══ PASSAGE GIVEN ══
SQLState = S1000, NativeError = 0
Error = [Microsoft][SQL Server Native Client 11.0]Unexpected EOF encountered in
BCP data-file

0 rows copied.
Network packet size (bytes): 4096
Clock Time (ms.) Total     : 16
     

I found a blogpost on the Shades of orange  site and a suggestion was/is done, that the problem could be in the encoding of the file. I changed the coding from ANSI to UCS-2 Little Endian in Notepad++  and it worked just fine.


This seems to be the problem and now the file is properly imported into the SUPPLIER table.

>bcp TPCD.dbo.SUPPLIER in supplier.tbl -w -t"|"  -T

Starting copy...
1000 rows sent to SQL Server. Total sent: 1000
1000 rows sent to SQL Server. Total sent: 2000
1000 rows sent to SQL Server. Total sent: 3000
1000 rows sent to SQL Server. Total sent: 4000
1000 rows sent to SQL Server. Total sent: 5000
1000 rows sent to SQL Server. Total sent: 6000
1000 rows sent to SQL Server. Total sent: 7000
1000 rows sent to SQL Server. Total sent: 8000
1000 rows sent to SQL Server. Total sent: 9000
1000 rows sent to SQL Server. Total sent: 10000

10000 rows copied.
Network packet size (bytes): 4096
Clock Time (ms.) Total     : 531    Average : (18832.39 rows per sec.)
       

All files are imported into SQL Server, except one and that is the LineItem files. I've used the following command lines and I've converted all files to UCS-2, except the LineItem file. That file gave some troubles.

       
bcp TPCD.dbo.SUPPLIER in supplier.tbl -w -t"|"  -T
bcp TPCD.dbo.REGION in REGION.tbl -w -t"|"  -T
bcp TPCD.dbo.PART in PART.tbl -w -t"|"  -T
bcp TPCD.dbo.NATION in NATION.tbl -w -t"|"  -T
bcp TPCD.dbo.PARTSUPP in PARTSUPP.tbl -w -t"|"  -T
bcp TPCD.dbo.CUSTOMER in CUSTOMER.tbl -w -t"|"  -T
bcp TPCD.dbo.ORDERS in ORDERS.tbl -w -t"|"  -T
bcp TPCD.dbo.LINEITEM in LINEITEM.tbl -w -t"|"  -T
       

The size of the LineItem file is about 750 MB and my Laptop and/or notepad++ doesn't seem to handle this huge text file. I'm recieving the following error: "File is too big to be opened by Notepad++"....This is bad! Now I have to find another tool to convert the file (for only the last one grmph)..After trying some options I found the tool "Text File Splitter 2.0.4". I downloaded it and used the tool for splitting the LINEITEM file into smaller chunks of 1 million rows. Then, I opened the chunk files into notepad++, converted it to the UCS-2 and imported it with BCP. Finally, it worked.

The TPC-H 3NF datamodel

The datamodel that I have created from analyzing the physical tables is shown below. This a typical order entry system that has two transaction tables (Order and LineItem) and multiple Master data tables Region, Nation, Customer, Supplier and PartSup. PartSup is n:m table between Supplier and Part, probably because a supplier can deliver multiple parts and a part can be delivered by multiple suppliers.

  

The TPC-H dimensional datamodel

This paragraph explains a possible design of a dimensional datamodel. The dimensional datamodel itself is a derivative of the TPC-H datamodel where the structure of the database has been transformed into a star schema, also dropping columns. The dimensional datamodel aligns with the advise and practices considered optimal by Kimball.



There are two Star Schema Benchmark papers that I have been able to access & use. The 2007 paper here, and the 2009 revision (the 3rd revision apparently) of this paper here.

Conclusion

The TPC-H Benchmark is useful addition to the toolset I'm using during developments of SCD dimensions or Datavault implementations. 


Greetz,

Hennie
═══
══ DATA EXCERPTS ══
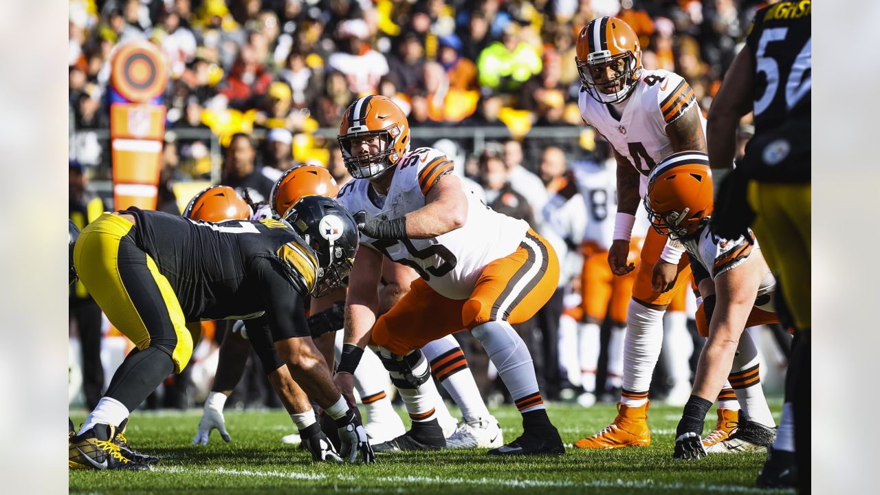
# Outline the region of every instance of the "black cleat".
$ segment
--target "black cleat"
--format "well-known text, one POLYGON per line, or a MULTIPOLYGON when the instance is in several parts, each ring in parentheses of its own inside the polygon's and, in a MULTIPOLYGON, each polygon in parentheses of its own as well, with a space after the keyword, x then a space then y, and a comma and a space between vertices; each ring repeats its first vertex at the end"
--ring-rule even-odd
POLYGON ((413 450, 440 450, 446 447, 446 438, 436 419, 414 422, 413 428, 406 433, 372 446, 373 452, 403 452, 413 450))
POLYGON ((796 488, 795 453, 768 448, 767 460, 758 473, 757 484, 759 488, 796 488))
POLYGON ((131 448, 131 445, 128 444, 128 440, 125 437, 125 426, 128 424, 128 418, 126 417, 120 424, 119 428, 116 429, 116 436, 113 438, 113 443, 116 444, 119 447, 119 451, 128 457, 130 461, 135 462, 139 462, 142 464, 155 464, 159 462, 159 458, 155 455, 147 455, 146 454, 140 453, 134 448, 131 448))
POLYGON ((560 438, 556 427, 550 425, 549 428, 531 429, 524 432, 518 439, 498 448, 493 448, 487 454, 489 455, 561 455, 565 454, 565 447, 562 445, 562 439, 560 438))
POLYGON ((110 425, 95 425, 82 435, 70 437, 68 467, 71 469, 150 469, 150 465, 122 455, 119 446, 112 441, 115 433, 116 428, 110 425))

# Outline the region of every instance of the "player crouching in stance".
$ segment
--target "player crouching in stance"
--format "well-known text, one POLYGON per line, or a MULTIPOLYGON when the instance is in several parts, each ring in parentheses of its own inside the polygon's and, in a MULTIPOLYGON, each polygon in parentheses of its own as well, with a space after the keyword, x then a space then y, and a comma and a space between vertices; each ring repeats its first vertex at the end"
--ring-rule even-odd
POLYGON ((744 332, 758 321, 774 320, 776 280, 751 232, 736 240, 709 232, 712 193, 706 153, 682 151, 651 171, 644 200, 654 229, 680 240, 687 249, 708 324, 693 389, 676 431, 676 459, 706 455, 700 439, 703 421, 725 380, 730 380, 743 409, 737 429, 709 451, 763 449, 776 436, 760 387, 758 351, 744 332))
MULTIPOLYGON (((357 247, 352 216, 297 205, 297 226, 277 220, 221 223, 130 208, 89 224, 74 265, 110 321, 135 343, 98 406, 70 440, 70 468, 143 469, 114 443, 131 410, 189 362, 201 320, 254 319, 290 374, 335 420, 343 457, 373 462, 367 434, 333 384, 309 336, 303 299, 332 290, 357 247), (188 324, 192 323, 192 324, 188 324), (191 331, 194 333, 191 334, 191 331)), ((320 442, 334 456, 329 441, 320 442)))
MULTIPOLYGON (((387 98, 365 96, 345 111, 340 147, 352 179, 337 199, 358 213, 361 248, 348 279, 345 344, 335 380, 350 394, 363 348, 380 355, 413 419, 387 450, 440 448, 436 395, 419 351, 471 330, 486 349, 523 414, 524 433, 492 449, 500 455, 562 454, 538 389, 532 356, 510 326, 531 318, 556 289, 559 261, 528 224, 488 210, 466 189, 453 164, 433 148, 409 150, 409 125, 387 98), (377 318, 383 256, 421 278, 377 318)), ((378 449, 378 446, 377 447, 378 449)))

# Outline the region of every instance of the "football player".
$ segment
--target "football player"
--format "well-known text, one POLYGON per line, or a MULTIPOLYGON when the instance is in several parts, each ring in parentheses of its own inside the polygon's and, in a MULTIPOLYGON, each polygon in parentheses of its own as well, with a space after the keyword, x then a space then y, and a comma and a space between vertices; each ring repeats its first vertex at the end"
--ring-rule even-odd
POLYGON ((752 225, 796 329, 780 432, 758 484, 799 483, 802 490, 809 490, 810 479, 811 6, 810 0, 779 2, 755 13, 708 120, 708 153, 720 178, 733 166, 740 119, 754 115, 755 135, 744 159, 718 181, 710 226, 736 237, 752 225))
MULTIPOLYGON (((426 344, 467 329, 482 344, 523 414, 524 433, 491 454, 562 454, 538 388, 532 358, 511 324, 531 318, 553 294, 559 262, 521 220, 496 213, 452 174, 433 148, 410 151, 407 117, 382 96, 356 100, 342 115, 339 143, 354 179, 337 196, 363 224, 346 299, 345 345, 335 380, 350 391, 363 348, 379 347, 413 419, 390 450, 444 441, 428 398, 434 388, 426 344), (421 278, 377 318, 383 256, 421 278)), ((453 358, 453 357, 451 357, 453 358)))
POLYGON ((623 390, 614 422, 579 448, 650 445, 648 388, 663 344, 666 307, 690 280, 680 243, 649 232, 638 268, 628 262, 633 225, 648 174, 664 158, 686 150, 706 151, 705 119, 693 90, 681 76, 642 66, 633 29, 617 18, 593 19, 577 38, 576 63, 583 87, 583 122, 611 143, 617 160, 617 214, 608 264, 616 276, 636 271, 627 308, 623 390))
POLYGON ((693 389, 676 431, 676 459, 706 455, 700 438, 703 421, 725 380, 736 391, 745 417, 727 440, 708 450, 763 449, 776 436, 761 390, 758 350, 744 332, 759 322, 776 321, 776 280, 751 232, 728 240, 709 231, 712 193, 712 173, 701 151, 674 153, 648 176, 644 204, 649 218, 655 231, 681 240, 687 249, 708 324, 693 389))
MULTIPOLYGON (((70 467, 146 469, 121 454, 113 442, 117 429, 187 366, 201 320, 251 318, 258 319, 252 333, 271 336, 290 374, 336 419, 342 456, 374 460, 365 430, 309 336, 303 304, 310 293, 334 289, 350 270, 357 227, 333 200, 306 199, 294 209, 296 228, 270 219, 193 221, 132 207, 83 230, 74 247, 77 273, 137 350, 70 438, 70 467)), ((319 434, 317 424, 310 427, 319 434)), ((335 455, 326 439, 321 443, 335 455)))

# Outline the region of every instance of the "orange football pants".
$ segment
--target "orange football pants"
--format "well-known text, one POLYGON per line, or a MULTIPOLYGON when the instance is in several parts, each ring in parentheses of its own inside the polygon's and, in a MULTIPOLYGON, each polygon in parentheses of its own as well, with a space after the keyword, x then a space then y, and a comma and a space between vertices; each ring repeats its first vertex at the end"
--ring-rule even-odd
POLYGON ((451 299, 418 278, 376 321, 370 344, 407 354, 426 344, 490 321, 516 325, 534 316, 559 283, 559 260, 550 244, 529 229, 519 248, 486 265, 466 299, 451 299))

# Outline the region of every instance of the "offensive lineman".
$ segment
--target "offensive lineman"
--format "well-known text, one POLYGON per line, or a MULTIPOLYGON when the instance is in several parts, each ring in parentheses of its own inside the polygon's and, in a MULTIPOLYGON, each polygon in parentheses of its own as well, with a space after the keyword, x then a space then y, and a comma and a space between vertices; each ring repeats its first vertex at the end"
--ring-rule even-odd
POLYGON ((528 349, 510 326, 532 316, 555 290, 559 262, 552 248, 524 222, 488 209, 466 190, 445 155, 433 148, 410 151, 407 117, 387 98, 355 100, 343 115, 339 142, 355 179, 337 197, 352 211, 365 211, 358 213, 363 248, 349 277, 340 388, 351 390, 363 347, 379 346, 389 367, 412 387, 399 385, 413 427, 395 443, 442 447, 433 404, 425 400, 433 383, 418 349, 469 329, 523 414, 523 435, 489 454, 564 453, 528 349), (383 255, 422 278, 377 319, 383 255))
MULTIPOLYGON (((583 87, 578 105, 583 122, 609 143, 617 159, 618 212, 608 264, 614 275, 627 263, 636 211, 648 174, 664 158, 686 150, 706 151, 705 119, 693 90, 678 74, 642 67, 633 29, 617 18, 593 19, 577 38, 576 63, 583 87)), ((614 422, 579 448, 648 447, 648 388, 663 344, 663 315, 684 289, 691 269, 685 248, 649 232, 642 248, 627 310, 623 390, 614 422), (665 246, 664 246, 665 244, 665 246)))
POLYGON ((271 334, 290 373, 337 420, 342 455, 374 460, 366 432, 308 337, 303 307, 305 295, 332 290, 350 269, 356 225, 335 203, 301 213, 295 230, 274 220, 194 222, 133 207, 105 213, 80 233, 77 274, 137 350, 70 438, 71 469, 148 469, 121 453, 113 441, 117 428, 168 374, 187 366, 190 329, 202 319, 229 318, 258 318, 254 328, 271 334))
═══
Retype the stretch of the bcp import write-up from "SQLState = S1000, NativeError" through "worked just fine.", keeping every character as it appears.

**COMPLETED TASK:**
SQLState = S1000, NativeError = 0
Error = [Microsoft][SQL Server Native Client 11.0]Unexpected EOF encountered in
BCP data-file

0 rows copied.
Network packet size (bytes): 4096
Clock Time (ms.) Total     : 16
     

I found a blogpost on the Shades of orange  site and a suggestion was/is done, that the problem could be in the encoding of the file. I changed the coding from ANSI to UCS-2 Little Endian in Notepad++  and it worked just fine.